start LISTING

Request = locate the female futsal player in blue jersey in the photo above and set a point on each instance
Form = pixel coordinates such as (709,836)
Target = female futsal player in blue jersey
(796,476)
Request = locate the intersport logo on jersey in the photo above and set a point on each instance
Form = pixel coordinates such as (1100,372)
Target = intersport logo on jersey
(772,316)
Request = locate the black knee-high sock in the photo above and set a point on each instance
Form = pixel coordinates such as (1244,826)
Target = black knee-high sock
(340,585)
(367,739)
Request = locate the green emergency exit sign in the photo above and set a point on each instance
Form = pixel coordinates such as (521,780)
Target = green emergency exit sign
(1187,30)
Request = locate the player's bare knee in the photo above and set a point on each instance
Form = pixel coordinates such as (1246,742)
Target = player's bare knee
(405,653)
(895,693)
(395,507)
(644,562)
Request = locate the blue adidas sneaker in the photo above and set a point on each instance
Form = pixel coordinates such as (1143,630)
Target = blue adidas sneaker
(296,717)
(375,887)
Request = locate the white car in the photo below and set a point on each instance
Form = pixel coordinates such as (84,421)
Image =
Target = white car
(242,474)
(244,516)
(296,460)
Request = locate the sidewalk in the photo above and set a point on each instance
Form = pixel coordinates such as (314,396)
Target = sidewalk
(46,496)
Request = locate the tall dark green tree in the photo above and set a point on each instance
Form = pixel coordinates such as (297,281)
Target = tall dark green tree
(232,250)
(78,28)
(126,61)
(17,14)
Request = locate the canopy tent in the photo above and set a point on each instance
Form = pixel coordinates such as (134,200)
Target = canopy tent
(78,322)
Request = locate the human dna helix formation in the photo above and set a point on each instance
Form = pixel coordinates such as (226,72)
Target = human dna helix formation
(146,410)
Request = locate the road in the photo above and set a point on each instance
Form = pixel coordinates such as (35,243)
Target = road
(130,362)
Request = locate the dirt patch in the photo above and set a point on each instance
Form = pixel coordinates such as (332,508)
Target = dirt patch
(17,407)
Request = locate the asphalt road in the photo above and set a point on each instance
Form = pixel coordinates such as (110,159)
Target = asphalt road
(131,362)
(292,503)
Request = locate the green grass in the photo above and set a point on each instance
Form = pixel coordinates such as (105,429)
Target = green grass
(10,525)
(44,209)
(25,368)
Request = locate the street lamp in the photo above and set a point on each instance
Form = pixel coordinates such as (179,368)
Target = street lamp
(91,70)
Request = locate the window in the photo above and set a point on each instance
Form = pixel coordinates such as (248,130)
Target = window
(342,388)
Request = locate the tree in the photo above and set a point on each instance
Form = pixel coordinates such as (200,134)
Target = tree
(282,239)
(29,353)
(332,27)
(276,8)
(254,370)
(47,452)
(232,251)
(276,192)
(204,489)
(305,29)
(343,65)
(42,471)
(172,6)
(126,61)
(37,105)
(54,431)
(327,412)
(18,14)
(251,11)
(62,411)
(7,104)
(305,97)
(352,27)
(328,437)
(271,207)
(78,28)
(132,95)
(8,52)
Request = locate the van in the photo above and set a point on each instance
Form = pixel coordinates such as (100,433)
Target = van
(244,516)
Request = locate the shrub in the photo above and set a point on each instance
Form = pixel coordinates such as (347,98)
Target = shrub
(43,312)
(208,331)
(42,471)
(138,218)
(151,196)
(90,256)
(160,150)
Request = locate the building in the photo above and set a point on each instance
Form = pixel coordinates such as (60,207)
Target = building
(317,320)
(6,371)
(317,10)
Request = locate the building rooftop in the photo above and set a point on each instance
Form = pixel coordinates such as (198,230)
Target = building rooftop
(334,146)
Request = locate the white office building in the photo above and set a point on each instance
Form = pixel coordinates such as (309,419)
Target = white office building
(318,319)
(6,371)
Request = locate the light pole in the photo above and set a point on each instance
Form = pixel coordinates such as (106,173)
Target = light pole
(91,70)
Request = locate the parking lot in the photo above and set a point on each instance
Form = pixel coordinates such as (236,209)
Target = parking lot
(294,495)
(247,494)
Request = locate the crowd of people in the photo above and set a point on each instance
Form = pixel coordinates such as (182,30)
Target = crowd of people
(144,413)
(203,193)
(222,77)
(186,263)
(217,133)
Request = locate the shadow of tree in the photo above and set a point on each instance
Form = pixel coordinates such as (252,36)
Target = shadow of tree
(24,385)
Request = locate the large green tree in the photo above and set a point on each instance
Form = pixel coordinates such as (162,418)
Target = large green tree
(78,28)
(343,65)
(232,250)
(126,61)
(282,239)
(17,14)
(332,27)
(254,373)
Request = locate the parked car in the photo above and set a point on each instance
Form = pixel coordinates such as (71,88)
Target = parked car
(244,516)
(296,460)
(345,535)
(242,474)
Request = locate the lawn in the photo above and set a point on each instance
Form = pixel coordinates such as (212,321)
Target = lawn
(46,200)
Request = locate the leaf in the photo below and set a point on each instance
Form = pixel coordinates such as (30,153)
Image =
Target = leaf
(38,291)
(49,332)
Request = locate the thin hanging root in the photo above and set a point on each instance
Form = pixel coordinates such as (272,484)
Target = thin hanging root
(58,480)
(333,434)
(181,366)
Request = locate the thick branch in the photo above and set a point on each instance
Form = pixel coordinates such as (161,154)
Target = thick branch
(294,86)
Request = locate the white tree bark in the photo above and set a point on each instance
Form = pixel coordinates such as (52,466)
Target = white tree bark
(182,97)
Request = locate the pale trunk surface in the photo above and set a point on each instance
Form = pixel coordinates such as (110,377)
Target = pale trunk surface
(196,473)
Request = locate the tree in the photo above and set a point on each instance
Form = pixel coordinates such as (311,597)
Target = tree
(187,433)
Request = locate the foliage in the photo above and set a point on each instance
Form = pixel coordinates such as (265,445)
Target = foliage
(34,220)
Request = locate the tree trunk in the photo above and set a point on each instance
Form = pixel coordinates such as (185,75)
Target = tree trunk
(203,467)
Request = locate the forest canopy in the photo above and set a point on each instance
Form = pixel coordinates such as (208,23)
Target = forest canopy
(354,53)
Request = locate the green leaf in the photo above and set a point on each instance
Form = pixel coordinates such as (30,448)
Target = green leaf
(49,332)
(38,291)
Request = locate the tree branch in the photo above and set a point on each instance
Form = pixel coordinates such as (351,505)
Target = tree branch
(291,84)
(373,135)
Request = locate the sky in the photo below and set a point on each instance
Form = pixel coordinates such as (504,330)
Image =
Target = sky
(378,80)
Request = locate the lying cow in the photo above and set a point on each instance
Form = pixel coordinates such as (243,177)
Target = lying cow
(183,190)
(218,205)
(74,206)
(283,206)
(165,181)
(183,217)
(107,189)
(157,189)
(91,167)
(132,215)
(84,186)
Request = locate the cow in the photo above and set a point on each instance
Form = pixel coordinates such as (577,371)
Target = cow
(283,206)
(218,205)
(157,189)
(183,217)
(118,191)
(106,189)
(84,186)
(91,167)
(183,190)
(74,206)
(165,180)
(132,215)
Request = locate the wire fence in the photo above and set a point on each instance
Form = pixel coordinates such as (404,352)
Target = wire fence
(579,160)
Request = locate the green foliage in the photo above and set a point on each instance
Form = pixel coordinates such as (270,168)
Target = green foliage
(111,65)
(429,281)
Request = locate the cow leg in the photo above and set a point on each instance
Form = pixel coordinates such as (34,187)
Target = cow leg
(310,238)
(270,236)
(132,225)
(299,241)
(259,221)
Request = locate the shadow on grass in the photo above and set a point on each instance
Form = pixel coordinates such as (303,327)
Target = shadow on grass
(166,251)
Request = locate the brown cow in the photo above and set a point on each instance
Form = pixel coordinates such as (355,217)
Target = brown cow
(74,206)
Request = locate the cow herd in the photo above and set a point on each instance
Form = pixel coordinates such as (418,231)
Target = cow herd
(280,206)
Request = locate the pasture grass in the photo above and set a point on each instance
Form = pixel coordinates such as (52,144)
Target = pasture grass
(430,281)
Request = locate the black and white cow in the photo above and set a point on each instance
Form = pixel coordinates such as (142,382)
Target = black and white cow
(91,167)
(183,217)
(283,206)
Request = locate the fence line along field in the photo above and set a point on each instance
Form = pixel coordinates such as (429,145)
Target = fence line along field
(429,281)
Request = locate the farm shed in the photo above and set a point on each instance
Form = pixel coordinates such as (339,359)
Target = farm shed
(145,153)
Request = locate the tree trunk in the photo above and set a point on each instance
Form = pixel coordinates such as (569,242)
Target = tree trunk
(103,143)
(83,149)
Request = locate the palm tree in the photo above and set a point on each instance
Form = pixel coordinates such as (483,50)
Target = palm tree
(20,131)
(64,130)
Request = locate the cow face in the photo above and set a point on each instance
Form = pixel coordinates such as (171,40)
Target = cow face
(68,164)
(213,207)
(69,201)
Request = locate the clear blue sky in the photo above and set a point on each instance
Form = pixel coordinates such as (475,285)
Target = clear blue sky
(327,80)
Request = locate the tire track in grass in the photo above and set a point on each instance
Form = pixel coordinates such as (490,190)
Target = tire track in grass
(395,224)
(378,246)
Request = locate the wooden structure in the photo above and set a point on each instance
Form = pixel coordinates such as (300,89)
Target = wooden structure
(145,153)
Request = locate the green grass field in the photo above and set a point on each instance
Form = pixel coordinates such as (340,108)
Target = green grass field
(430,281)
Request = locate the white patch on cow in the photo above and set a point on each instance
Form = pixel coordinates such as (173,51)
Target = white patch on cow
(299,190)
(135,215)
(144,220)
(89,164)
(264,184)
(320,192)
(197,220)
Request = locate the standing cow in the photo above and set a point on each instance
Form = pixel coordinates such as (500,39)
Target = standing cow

end LISTING

THE REQUEST: From the line that contains "Request = locate the clear" to the last line of the material above, repeat every line exactly, keeping both the first and the last.

SOLUTION TO THIS TASK:
Request = locate the clear blue sky in the photo above and set a point on each instance
Form = pixel coordinates such as (475,285)
Target = clear blue sky
(327,80)
Request = locate the tire track in grass in the photo above and set a point on each instance
Form = pixel coordinates such as (490,190)
Target = tire track in grass
(395,224)
(378,246)
Request = locate the wooden structure in the photo above and set a point on each instance
Form = pixel coordinates such as (300,89)
Target = wooden structure
(145,153)
Request = locate the green grass field in the photo above and set a point on each instance
Form = pixel coordinates such as (340,108)
Target = green grass field
(430,281)
Request = locate the white patch on cow in the photo above and set a point on each instance
Form = pixel coordinates such as (173,51)
Target = white patch on cow
(299,190)
(135,215)
(144,220)
(89,164)
(264,184)
(320,192)
(197,220)
Request = locate the standing cow in the photo above and set a point on each instance
Form = pixel coordinates such as (500,39)
Target = standing cow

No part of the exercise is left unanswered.